To overcome the narrow bandwidth in the orthogonal plane that is typical of patch antennas, the feed network of the disclosed system is designed so that phase-shifting components may be integrated in any of the feed lines. This allows each patch antenna in the antenna array to potentially be fed by a signal of a different phase; alternately patch antennas in the antenna array may be grouped (e.g., in pairs, quads or pairs of quads), and each antenna group to be fed by a signal with a different phase. This enables creation of a broad combined radiation pattern with relatively high gain, resulting in effective coverage. The phased array design has a wide radiation pattern in a first plane and a narrow radiation pattern in a second plane that is orthogonal to the first plane. The phase array design enables reliable signal-tracking and reduces the need for high signal power.

FIG. 1A illustrates an antenna assembly 100 according to the disclosure, viewed from above. The antenna assembly 100 comprises the following main components: a dielectric substrate 101, a plurality of patch antennas, a plurality of micro-strip feed lines connecting various patch antennas to a single output; and a ground plane layer. Each of the micro-strip feed lines can have a pair of phase-shifting components. Dielectric substrate 101 is formed from a suitable dielectric material; is planar or substantially planar; and can measure from about 80 mm to about 130 mm, more preferably about 108 mm in a first dimension and from about 14 mm to about 22 mm in a second dimension, more preferably about 18 mm. The dielectric substrate 101 can have a thickness of 0.15 mm to about 0.35 mm, more preferably 0.25 mm.

Residing upon the top surface 170 of dielectric substrate 101, are a plurality of patch antennas. The patch antennas are illustrated as having a perimeter shape of substantially square. However, as will be appreciated by those skilled in the art, other shapes of the patch antenna can be used without departing from the scope of the disclosure including, but not limited to: square, rectangular, round, oval, ovoid, and triangular. Any number of patches, odd or even, can be used without departing from the scope of the disclosure. Additionally, the patch antennas can include further components including, but not limited to, for example microstrip transmission line(s), microstrip antenna, and a substrate.

The patch antennas can further be organized into pairs of patch antennas and pairs of antennas into quads of patch antennas. The quads of patch antennas can be paired so that eight patch antennas are connected by nested traces which connect two antennas or two pairs of antenna groups (e.g., quads or quad pairs). The patch antennas are depicted as square elements. However, as will be appreciated by those skilled in the art, other shapes and configurations can be used without departing from the scope of the disclosure. Additionally, the embodiments have been illustrated with sixteen patch antennas. More or fewer than sixteen antennas can be used without departing from the scope of the disclosure. Additionally, the number of total antenna patches can be odd or event and antenna patch multiples, pairs and groups can be two or more antenna patches.

Given problem 1 -
Please offset each answer coordinate by 98 in the stretch of rows from the one containing "Mark the billboard" through the one containing "pixel 963 136", inclusive, and reproduce only those rows. Keep the requests and their format samples unchanged.
The antenna passage and the rows that come after it are unrelated to each other.

Input material -
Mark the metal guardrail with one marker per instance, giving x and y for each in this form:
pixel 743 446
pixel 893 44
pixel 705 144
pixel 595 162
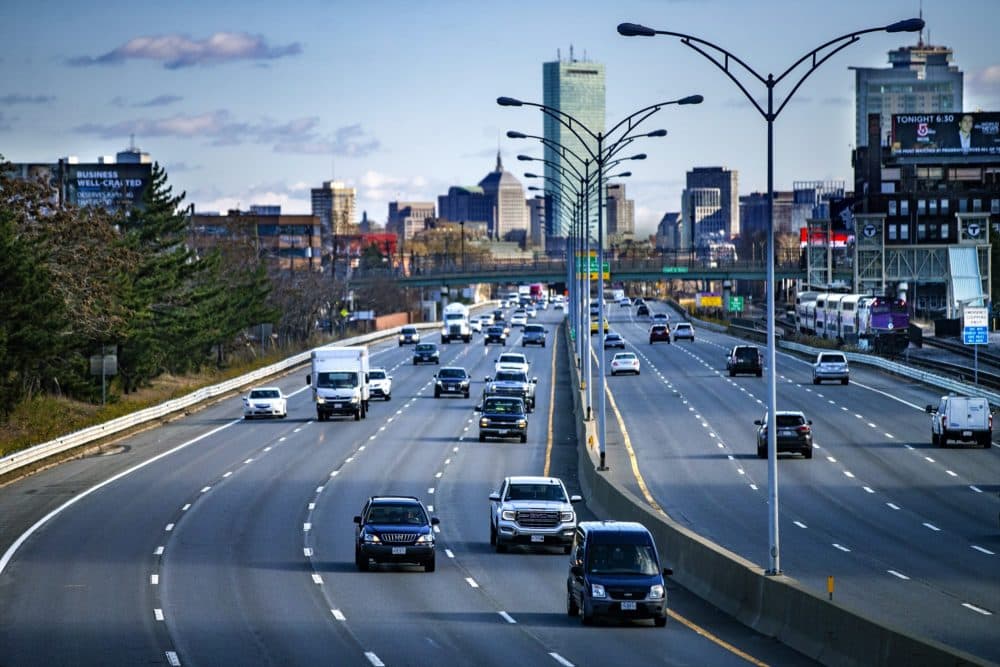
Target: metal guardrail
pixel 64 443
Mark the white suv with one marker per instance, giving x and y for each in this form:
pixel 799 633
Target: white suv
pixel 534 511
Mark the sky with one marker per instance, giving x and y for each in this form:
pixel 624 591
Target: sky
pixel 257 102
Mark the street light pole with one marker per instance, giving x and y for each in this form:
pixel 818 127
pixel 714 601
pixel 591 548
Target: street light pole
pixel 816 57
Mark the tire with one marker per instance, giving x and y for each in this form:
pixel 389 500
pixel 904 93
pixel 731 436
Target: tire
pixel 571 608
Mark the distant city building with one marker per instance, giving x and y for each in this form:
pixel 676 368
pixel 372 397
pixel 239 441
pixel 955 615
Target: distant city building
pixel 727 219
pixel 407 218
pixel 620 211
pixel 575 87
pixel 921 79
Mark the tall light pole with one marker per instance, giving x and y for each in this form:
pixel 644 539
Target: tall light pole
pixel 606 149
pixel 814 59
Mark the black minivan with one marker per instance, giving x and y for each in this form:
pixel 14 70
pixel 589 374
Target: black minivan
pixel 614 571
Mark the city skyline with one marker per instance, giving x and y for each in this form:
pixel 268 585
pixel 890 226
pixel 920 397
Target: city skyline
pixel 260 106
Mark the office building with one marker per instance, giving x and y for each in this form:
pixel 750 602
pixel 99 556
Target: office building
pixel 575 87
pixel 920 79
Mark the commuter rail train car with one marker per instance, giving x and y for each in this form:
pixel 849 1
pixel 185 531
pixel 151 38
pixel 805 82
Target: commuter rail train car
pixel 877 323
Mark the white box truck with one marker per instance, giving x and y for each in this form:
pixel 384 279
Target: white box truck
pixel 963 419
pixel 456 323
pixel 339 380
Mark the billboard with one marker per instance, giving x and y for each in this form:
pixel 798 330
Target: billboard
pixel 963 136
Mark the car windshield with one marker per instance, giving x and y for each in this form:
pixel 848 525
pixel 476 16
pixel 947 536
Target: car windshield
pixel 337 380
pixel 622 559
pixel 504 407
pixel 409 514
pixel 265 393
pixel 552 492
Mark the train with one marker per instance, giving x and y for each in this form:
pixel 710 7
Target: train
pixel 877 323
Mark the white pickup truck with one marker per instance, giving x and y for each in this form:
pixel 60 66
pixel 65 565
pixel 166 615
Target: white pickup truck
pixel 963 419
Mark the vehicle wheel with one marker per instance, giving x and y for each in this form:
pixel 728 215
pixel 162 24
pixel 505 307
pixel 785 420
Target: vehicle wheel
pixel 571 608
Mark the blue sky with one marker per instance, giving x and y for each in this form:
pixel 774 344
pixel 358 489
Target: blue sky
pixel 255 103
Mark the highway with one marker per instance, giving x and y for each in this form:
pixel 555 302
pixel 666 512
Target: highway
pixel 210 540
pixel 908 531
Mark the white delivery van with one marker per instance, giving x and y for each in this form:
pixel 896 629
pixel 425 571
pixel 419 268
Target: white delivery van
pixel 963 419
pixel 339 379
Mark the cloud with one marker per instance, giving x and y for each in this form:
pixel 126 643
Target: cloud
pixel 177 51
pixel 14 98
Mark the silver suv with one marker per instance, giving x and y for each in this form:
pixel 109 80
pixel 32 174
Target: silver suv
pixel 534 511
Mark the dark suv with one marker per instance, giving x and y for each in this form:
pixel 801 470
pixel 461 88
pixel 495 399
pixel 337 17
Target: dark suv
pixel 794 434
pixel 614 570
pixel 394 529
pixel 426 353
pixel 745 359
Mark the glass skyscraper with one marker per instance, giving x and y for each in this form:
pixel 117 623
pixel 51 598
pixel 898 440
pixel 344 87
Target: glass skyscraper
pixel 575 87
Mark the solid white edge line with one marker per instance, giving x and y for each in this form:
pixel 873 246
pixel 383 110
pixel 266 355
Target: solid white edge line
pixel 9 554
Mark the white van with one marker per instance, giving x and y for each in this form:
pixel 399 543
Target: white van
pixel 963 419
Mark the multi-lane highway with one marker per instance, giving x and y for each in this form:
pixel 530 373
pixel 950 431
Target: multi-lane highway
pixel 908 531
pixel 212 541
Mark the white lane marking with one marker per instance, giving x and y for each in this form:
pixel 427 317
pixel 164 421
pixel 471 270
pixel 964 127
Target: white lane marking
pixel 561 660
pixel 978 610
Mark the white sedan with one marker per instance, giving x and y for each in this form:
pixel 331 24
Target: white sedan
pixel 625 362
pixel 265 402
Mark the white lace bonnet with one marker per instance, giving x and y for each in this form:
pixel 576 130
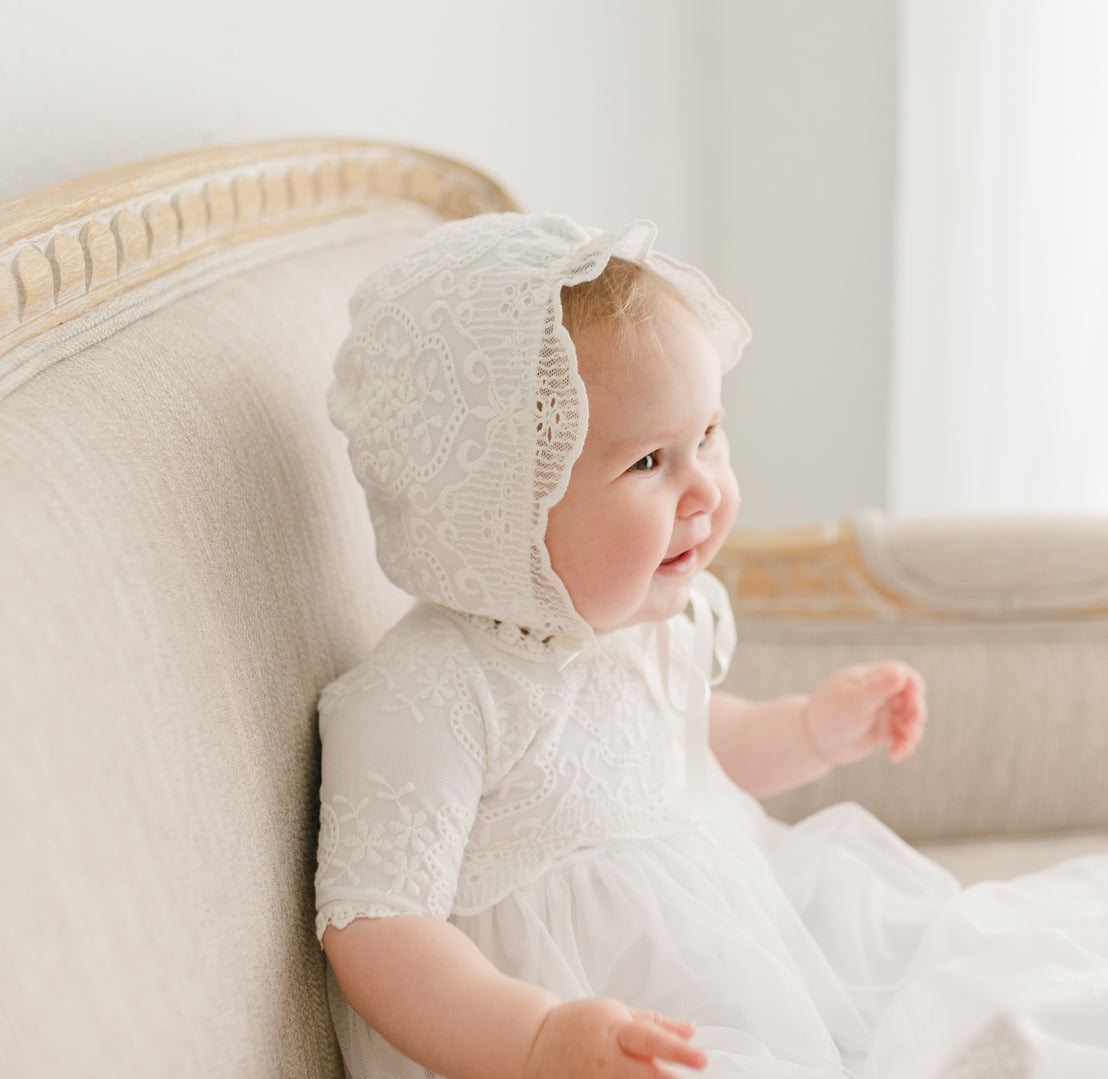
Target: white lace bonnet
pixel 459 393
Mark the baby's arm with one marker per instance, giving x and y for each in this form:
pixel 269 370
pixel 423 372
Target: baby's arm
pixel 427 988
pixel 772 747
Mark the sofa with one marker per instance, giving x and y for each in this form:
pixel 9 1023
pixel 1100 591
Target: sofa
pixel 185 562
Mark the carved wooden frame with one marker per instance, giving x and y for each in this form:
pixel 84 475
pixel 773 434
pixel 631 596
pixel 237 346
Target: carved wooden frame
pixel 64 249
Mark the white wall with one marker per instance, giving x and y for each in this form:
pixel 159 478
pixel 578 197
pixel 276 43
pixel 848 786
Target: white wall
pixel 757 133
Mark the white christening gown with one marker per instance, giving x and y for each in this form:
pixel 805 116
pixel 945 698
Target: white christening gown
pixel 539 802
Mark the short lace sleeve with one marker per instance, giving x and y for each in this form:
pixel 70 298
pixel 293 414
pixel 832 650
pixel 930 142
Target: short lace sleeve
pixel 403 756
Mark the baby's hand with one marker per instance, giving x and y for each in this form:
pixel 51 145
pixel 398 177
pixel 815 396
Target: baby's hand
pixel 859 708
pixel 602 1037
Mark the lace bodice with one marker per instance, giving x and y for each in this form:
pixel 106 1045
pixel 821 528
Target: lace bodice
pixel 457 770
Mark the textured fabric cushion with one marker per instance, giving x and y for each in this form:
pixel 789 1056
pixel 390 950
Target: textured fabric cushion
pixel 186 563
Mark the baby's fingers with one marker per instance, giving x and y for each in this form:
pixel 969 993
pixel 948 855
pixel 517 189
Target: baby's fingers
pixel 656 1037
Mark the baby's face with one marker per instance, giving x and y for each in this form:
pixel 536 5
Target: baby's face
pixel 653 495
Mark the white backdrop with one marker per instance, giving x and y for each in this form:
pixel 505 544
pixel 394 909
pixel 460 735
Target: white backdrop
pixel 757 133
pixel 1001 388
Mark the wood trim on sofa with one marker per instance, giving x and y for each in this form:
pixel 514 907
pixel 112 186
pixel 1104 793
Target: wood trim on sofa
pixel 67 248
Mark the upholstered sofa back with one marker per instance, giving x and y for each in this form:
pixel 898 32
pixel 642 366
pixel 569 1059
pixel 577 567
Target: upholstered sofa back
pixel 185 562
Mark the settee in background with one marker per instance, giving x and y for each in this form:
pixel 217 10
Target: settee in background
pixel 185 563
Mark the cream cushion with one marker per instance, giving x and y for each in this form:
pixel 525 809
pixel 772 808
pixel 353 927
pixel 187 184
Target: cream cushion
pixel 186 563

Given problem 2 -
According to the antenna passage, what is the more preferred thickness of dielectric substrate 101?

Exercise solution 1 -
Mark the billboard with one marker per instance, giving x and y for each in this form:
pixel 798 330
Target: billboard
pixel 1061 234

Exercise solution 2 -
0.25 mm